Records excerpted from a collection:
====================

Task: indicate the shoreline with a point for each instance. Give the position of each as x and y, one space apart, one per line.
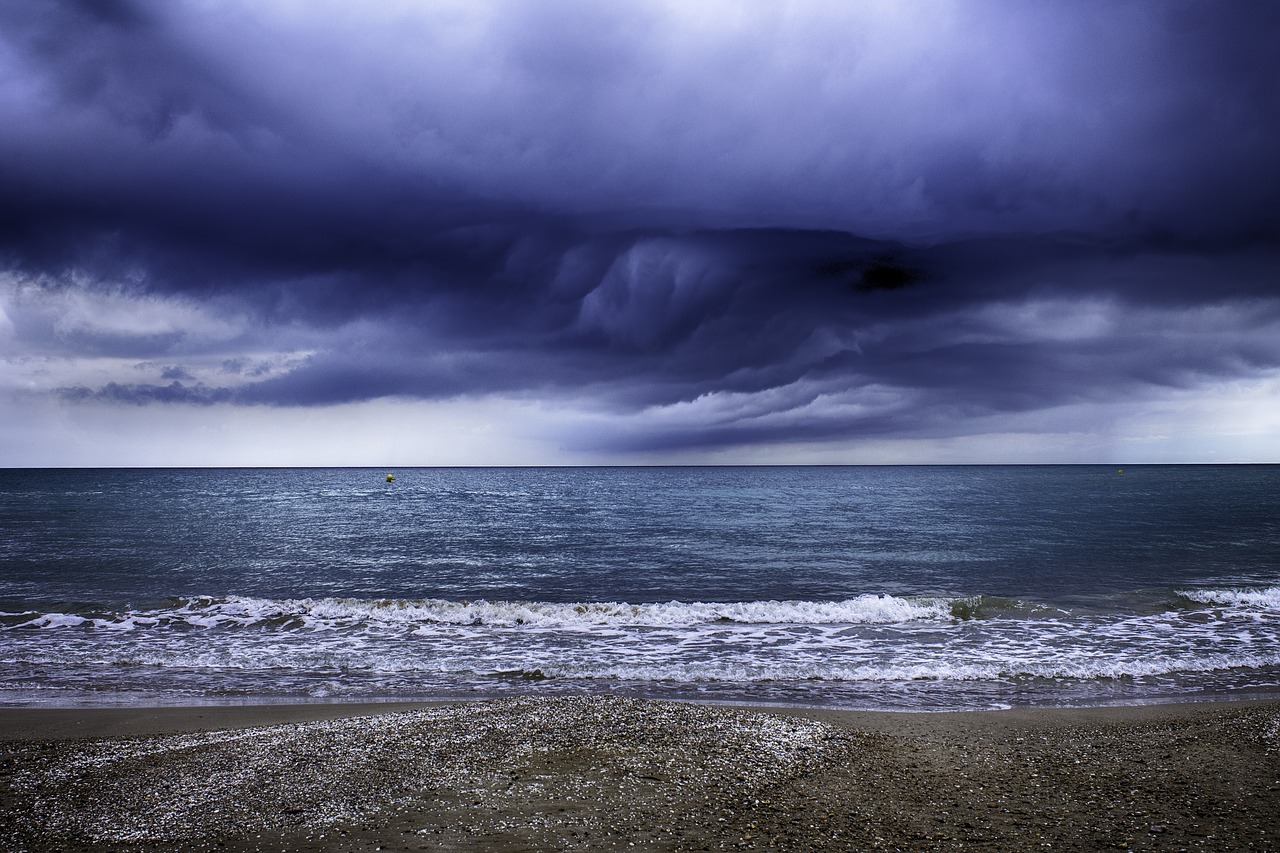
606 772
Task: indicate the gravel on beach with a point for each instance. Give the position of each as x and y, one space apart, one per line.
607 772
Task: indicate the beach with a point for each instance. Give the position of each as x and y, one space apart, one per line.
607 772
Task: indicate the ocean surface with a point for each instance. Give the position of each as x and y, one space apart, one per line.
897 588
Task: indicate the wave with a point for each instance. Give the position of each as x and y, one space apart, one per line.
346 612
1252 598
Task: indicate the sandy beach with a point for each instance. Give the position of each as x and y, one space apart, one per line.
603 772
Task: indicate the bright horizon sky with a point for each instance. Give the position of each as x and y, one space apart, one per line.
575 233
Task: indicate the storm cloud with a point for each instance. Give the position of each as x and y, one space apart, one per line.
689 229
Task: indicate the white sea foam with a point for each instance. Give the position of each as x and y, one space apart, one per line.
1266 600
320 614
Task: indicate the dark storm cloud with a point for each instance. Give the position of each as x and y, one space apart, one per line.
808 222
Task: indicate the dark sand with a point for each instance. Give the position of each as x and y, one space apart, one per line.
616 774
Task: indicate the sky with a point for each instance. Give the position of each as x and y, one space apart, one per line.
492 232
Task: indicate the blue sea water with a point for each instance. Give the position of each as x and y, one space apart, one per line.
904 588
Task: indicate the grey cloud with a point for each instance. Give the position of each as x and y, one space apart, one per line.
983 208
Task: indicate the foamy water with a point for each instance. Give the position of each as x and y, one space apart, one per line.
976 609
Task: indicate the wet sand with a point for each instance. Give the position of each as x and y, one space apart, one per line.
602 772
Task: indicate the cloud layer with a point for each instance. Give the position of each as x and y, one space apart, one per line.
702 228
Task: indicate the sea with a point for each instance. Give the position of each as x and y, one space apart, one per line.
904 588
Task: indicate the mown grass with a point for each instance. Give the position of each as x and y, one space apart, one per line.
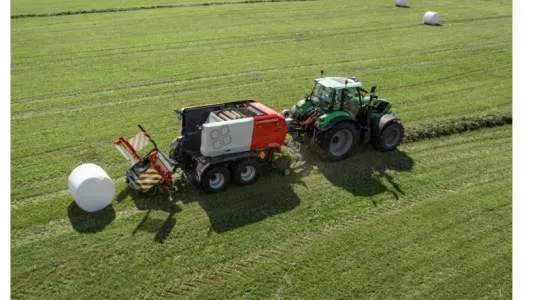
420 222
79 82
431 220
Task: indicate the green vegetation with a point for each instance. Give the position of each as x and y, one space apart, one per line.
431 220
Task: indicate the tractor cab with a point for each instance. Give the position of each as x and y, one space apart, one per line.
338 113
332 93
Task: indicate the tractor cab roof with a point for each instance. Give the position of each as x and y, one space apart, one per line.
339 82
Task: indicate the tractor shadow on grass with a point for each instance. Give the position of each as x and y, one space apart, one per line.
366 173
158 202
239 206
86 222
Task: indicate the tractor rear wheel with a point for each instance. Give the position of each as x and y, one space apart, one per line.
246 172
215 179
338 142
390 137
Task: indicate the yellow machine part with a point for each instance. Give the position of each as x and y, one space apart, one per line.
148 179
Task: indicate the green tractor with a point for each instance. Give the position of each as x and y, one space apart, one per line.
339 114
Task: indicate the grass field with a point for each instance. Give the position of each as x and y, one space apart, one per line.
431 220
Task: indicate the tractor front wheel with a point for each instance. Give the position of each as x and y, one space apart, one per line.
215 179
391 136
338 143
246 172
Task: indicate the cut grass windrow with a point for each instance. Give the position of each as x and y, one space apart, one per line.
201 263
414 132
438 128
146 7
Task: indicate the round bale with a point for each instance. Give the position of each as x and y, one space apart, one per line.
91 187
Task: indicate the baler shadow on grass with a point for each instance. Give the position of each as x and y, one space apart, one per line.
158 202
239 206
366 173
85 222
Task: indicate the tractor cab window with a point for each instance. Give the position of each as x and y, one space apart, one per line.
351 100
322 95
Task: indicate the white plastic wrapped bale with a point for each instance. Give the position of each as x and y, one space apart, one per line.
431 18
91 187
402 3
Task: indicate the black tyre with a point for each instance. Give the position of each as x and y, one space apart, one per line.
246 172
390 136
338 142
215 179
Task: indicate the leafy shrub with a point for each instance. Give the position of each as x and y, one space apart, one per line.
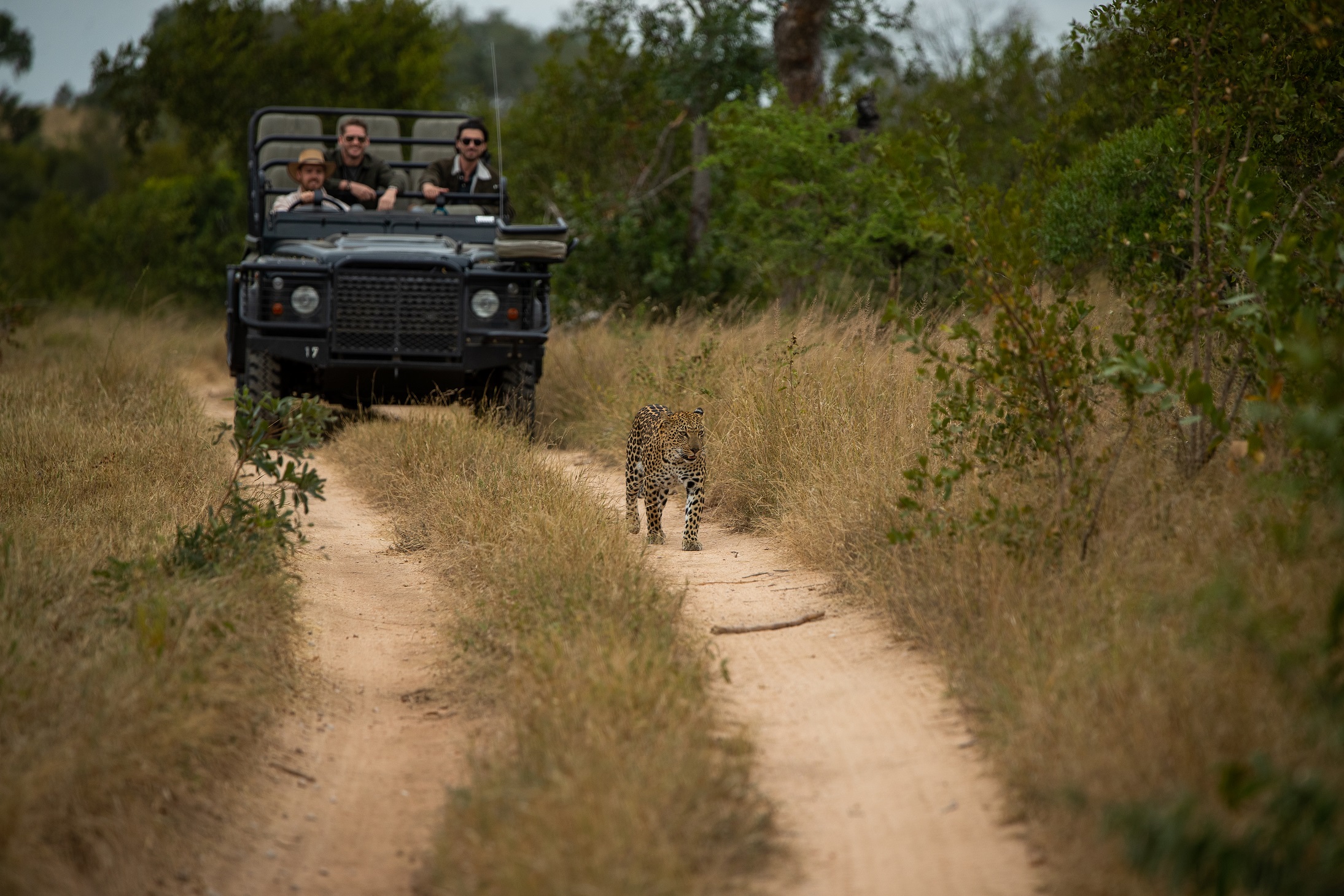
271 436
799 203
1120 203
161 236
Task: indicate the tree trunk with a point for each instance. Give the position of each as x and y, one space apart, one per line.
699 186
798 48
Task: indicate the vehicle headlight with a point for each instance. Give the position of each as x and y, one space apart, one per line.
304 300
486 303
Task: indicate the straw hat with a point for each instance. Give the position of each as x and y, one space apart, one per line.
308 158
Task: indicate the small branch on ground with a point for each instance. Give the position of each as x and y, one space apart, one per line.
295 773
769 627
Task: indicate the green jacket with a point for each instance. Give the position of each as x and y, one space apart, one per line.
371 172
448 174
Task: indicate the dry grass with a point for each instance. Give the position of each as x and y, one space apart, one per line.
1129 678
120 707
615 774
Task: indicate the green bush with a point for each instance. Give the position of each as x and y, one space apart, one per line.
1119 203
798 202
161 236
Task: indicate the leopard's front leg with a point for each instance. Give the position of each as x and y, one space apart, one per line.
694 501
655 499
634 485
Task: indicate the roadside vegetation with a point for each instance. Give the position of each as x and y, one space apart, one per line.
146 618
1097 469
1187 646
613 773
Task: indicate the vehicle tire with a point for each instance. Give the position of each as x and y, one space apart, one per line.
261 374
513 395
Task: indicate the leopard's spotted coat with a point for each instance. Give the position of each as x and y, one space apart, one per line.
666 449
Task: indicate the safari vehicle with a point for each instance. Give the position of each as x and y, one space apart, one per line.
425 300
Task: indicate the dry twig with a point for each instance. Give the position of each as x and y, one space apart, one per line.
769 627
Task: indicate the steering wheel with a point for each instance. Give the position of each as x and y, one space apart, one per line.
316 206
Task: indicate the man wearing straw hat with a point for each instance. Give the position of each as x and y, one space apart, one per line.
311 171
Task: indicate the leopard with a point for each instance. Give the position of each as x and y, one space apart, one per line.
666 448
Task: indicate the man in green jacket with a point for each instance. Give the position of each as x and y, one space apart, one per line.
359 174
465 172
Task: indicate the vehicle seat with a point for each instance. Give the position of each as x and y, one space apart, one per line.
284 152
432 129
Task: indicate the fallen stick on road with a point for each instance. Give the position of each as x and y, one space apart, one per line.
295 773
769 627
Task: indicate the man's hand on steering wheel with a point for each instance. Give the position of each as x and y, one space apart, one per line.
363 193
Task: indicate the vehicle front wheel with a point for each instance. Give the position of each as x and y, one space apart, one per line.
261 374
513 395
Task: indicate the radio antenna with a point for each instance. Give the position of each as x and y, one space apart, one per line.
499 128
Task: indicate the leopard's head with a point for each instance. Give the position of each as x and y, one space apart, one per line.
686 433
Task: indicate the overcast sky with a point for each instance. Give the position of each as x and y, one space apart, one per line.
69 33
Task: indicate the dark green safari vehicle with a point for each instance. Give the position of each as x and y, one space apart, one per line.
428 300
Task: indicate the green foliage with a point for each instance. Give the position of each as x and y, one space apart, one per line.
209 63
1120 203
788 215
1004 91
15 45
17 120
605 140
161 236
272 438
1016 378
1269 72
1288 838
706 53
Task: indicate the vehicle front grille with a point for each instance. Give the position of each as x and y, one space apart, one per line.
381 312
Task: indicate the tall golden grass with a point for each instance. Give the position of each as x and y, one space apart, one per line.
123 701
615 776
1132 676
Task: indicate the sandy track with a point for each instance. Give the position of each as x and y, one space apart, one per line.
876 774
347 794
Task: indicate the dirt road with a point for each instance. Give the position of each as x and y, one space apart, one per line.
347 795
876 774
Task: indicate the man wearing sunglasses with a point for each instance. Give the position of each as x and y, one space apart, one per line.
467 171
359 174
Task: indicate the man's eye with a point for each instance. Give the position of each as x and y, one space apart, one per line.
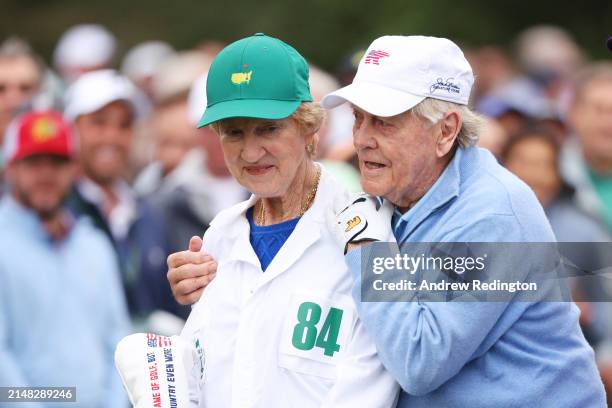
382 123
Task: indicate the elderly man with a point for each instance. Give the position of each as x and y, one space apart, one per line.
415 140
414 137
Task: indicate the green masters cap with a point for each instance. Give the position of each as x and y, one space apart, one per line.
256 77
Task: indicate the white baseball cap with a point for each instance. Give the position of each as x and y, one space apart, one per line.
94 90
85 45
398 72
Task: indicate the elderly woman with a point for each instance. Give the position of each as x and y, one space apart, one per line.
277 326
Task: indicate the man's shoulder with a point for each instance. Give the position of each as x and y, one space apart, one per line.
493 195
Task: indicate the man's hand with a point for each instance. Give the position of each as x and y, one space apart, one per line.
364 218
189 272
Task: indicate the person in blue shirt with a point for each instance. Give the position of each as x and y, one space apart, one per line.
415 139
62 310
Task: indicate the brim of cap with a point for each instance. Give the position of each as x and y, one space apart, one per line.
375 99
248 108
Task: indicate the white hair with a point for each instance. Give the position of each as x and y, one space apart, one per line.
432 110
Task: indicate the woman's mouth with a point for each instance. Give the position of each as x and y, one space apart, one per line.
257 170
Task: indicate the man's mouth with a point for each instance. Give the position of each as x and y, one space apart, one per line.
373 165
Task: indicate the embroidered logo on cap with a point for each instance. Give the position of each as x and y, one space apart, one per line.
352 223
374 57
241 77
447 86
43 129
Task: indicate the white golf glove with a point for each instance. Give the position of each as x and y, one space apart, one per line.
361 218
156 371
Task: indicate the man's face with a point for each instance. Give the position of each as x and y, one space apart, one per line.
105 139
19 81
591 117
397 155
41 182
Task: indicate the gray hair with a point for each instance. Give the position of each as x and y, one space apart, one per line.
432 110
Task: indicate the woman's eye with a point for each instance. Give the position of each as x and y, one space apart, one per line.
382 123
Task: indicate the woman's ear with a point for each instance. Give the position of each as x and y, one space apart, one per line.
450 125
312 143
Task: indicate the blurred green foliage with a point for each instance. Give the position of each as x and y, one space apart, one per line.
323 30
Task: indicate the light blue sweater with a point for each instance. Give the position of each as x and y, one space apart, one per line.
480 354
62 310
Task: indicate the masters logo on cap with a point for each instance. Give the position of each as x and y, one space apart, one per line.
256 77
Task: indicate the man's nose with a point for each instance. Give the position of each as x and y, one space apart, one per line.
362 136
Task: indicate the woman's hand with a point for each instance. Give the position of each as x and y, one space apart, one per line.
189 272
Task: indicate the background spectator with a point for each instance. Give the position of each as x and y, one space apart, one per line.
62 308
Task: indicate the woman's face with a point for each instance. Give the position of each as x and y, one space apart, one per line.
265 155
534 161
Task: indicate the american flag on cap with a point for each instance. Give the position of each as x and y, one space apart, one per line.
374 56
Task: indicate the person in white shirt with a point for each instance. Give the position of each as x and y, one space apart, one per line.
277 326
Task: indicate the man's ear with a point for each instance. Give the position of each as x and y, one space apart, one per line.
450 125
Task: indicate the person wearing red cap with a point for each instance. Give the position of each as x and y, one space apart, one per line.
62 305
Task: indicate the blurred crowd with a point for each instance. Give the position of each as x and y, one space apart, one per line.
104 174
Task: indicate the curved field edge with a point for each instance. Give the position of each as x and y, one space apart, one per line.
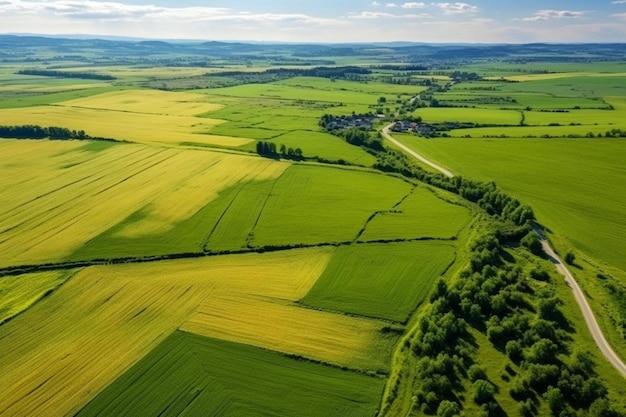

====================

= Exercise details =
Pull out every line of the listing above that contains the string "logo", matching case. Copy each line as it appears.

= Answer for this exercise =
Task: indicate the embroidered logo on cap with a point for each instance. Give the position of each as x and y, one space apart, one per line.
Task: indicate the masters logo on cap with a point for each instance. Give the position of each as x and y, one space apart, one per line.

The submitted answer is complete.